* [Instruction 1] Name every place mentioned in the newsletter below.
* [Instruction 2] Pick up the newsletter to kids about the letter-novel after its final sentence and write on.

* [Passage]
----

Elizabeth Winthrop
author writer books novel writing

Hi, Kids:

Here is another of those newsletters I write from time to time to let you know how my writing is going. I'm actually writing to you from the Berkshire Hills in New England where the leaves are changing and the weather is growing cold. I've been up here all summer working on a new historical novel written all in letters. In it, a twelve year old Italian girl named Emma Bartoletti writes to President Franklin Roosevelt during the years of the Great Depression from 1933 to 1937. Emma lives in a mill town called North Adams and her parents both work in the textile mills. She tells President Roosevelt exactly what she thinks of the laws that help her family and the ones that don't. The Roosevelts actually received 5,000 letters a day during their time in the White House. I wonder if President Clinton gets 5,000 e-mails a day!

----

[Pointing dataset records]
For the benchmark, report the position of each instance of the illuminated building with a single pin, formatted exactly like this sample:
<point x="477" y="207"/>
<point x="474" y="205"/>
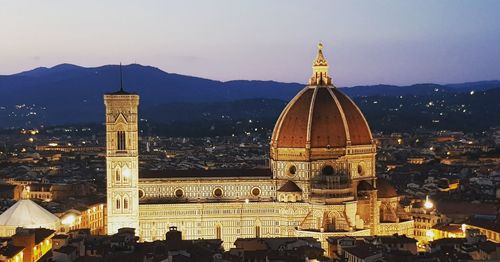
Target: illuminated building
<point x="425" y="217"/>
<point x="92" y="218"/>
<point x="36" y="242"/>
<point x="26" y="214"/>
<point x="321" y="181"/>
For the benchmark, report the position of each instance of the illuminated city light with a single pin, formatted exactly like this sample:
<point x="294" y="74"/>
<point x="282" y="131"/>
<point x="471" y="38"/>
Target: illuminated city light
<point x="68" y="220"/>
<point x="428" y="203"/>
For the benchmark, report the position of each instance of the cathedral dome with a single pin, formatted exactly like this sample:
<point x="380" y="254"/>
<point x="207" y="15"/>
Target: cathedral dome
<point x="320" y="116"/>
<point x="26" y="213"/>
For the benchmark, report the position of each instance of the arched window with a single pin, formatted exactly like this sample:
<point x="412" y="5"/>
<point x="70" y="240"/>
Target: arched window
<point x="218" y="232"/>
<point x="125" y="202"/>
<point x="117" y="175"/>
<point x="126" y="174"/>
<point x="118" y="202"/>
<point x="120" y="138"/>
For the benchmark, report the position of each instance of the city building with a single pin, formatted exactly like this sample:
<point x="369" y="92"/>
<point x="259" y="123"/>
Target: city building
<point x="321" y="182"/>
<point x="26" y="214"/>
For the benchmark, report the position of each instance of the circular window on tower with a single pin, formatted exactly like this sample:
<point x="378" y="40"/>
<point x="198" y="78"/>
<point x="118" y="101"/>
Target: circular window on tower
<point x="361" y="169"/>
<point x="327" y="170"/>
<point x="141" y="193"/>
<point x="255" y="191"/>
<point x="218" y="192"/>
<point x="179" y="193"/>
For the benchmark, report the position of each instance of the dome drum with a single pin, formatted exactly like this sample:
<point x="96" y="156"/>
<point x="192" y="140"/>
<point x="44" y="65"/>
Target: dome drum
<point x="320" y="122"/>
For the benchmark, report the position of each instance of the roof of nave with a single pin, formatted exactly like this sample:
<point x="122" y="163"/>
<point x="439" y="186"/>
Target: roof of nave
<point x="210" y="174"/>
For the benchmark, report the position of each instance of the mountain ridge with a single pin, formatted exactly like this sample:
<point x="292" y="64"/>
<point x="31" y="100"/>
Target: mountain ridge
<point x="71" y="93"/>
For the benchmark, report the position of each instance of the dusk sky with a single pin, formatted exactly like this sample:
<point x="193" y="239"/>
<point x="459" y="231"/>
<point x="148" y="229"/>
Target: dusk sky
<point x="366" y="42"/>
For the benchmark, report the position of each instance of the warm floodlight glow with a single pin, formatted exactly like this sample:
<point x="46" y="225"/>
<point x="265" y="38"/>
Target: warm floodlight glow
<point x="428" y="203"/>
<point x="68" y="220"/>
<point x="126" y="172"/>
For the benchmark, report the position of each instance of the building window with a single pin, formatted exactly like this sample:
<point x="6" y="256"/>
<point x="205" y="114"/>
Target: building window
<point x="120" y="136"/>
<point x="361" y="170"/>
<point x="218" y="192"/>
<point x="118" y="203"/>
<point x="141" y="193"/>
<point x="256" y="191"/>
<point x="117" y="175"/>
<point x="125" y="203"/>
<point x="179" y="193"/>
<point x="218" y="232"/>
<point x="327" y="170"/>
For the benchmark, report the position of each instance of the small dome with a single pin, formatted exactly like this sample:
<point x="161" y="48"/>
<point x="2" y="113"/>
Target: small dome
<point x="385" y="189"/>
<point x="365" y="186"/>
<point x="320" y="116"/>
<point x="26" y="213"/>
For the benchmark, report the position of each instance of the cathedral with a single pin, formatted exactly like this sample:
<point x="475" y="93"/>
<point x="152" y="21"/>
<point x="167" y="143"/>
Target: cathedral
<point x="320" y="183"/>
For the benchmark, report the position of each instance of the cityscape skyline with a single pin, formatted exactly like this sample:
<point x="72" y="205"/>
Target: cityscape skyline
<point x="440" y="42"/>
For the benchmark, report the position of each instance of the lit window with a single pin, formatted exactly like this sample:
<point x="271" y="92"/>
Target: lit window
<point x="120" y="138"/>
<point x="117" y="175"/>
<point x="125" y="203"/>
<point x="218" y="192"/>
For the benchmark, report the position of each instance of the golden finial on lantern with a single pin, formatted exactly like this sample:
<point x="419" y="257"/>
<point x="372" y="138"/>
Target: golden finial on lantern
<point x="320" y="69"/>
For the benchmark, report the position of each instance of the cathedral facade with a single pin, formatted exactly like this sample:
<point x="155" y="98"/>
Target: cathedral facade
<point x="321" y="181"/>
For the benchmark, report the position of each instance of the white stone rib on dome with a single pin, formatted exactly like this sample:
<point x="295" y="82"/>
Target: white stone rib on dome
<point x="26" y="213"/>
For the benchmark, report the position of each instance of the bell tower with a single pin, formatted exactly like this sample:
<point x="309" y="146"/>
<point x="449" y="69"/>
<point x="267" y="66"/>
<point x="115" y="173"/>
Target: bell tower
<point x="122" y="163"/>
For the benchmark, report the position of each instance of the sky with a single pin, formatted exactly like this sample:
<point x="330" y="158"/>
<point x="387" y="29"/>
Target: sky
<point x="365" y="42"/>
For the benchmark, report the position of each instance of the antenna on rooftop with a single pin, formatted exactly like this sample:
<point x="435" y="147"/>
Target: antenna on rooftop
<point x="121" y="78"/>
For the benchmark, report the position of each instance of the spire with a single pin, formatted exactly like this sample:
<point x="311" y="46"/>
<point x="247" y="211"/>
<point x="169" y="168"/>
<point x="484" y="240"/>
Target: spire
<point x="121" y="78"/>
<point x="320" y="69"/>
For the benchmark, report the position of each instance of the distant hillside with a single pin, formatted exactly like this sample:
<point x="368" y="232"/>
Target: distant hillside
<point x="73" y="94"/>
<point x="437" y="111"/>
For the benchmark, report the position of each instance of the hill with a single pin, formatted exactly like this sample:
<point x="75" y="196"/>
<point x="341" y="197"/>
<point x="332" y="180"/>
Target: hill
<point x="73" y="94"/>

----

* [Exercise result 1] Berkshire Hills, New England, North Adams, White House

* [Exercise result 2]
I've had a wonderful time writing this book and learning everything about the town of North Adams, the Italian immigrant experience, the Depression and President Roosevelt. That's one of the exciting things about writing a novel steeped in history. You get to go back and live in another time and place for a while. The book is one in a series called DEAR MR. PRESIDENT to be published by Winslow Press (www.winslowpress.com) and will be published in the Fall of 2001 with an accompanying website. There will be prompts on many of the pages of the novel which will encourage you to learn more about a particular subject by clicking on that page of the site.

I hope school is going well for all of you. Drop in on my website and leave me a message to tell me how you're doing. When I wasn't researching the Depression book, I spent my time reading the HARRY POTTER series and I take my hat off to J.K. Rowling. She really knows how to tell an exciting story and to extend it over four books, with three more to come. Somebody wrote me an e-mail and said they thought Ms. Rowling had copied some details out of my CASTLE books. There is a wizard named Alastor (Mad Eye Moody's real name in THE GOBLET OF FIRE) and there is a bad rat (Scabbers who turns into Wormtail in THE PRISONER OF AZKABAN) and there are other similarities. But as I thought about it, I realized that all of us writers pull from the same imaginative sources. Ms. Rowling and I may even have used some of the same research books to find names like Alastor. There are no new stories to be told in the world...only new ways to tell old stories. She has her own distinctive voice and I have mine. That's what's unique about each of us as writers -- and by that I mean each of you too.

Have a good fall.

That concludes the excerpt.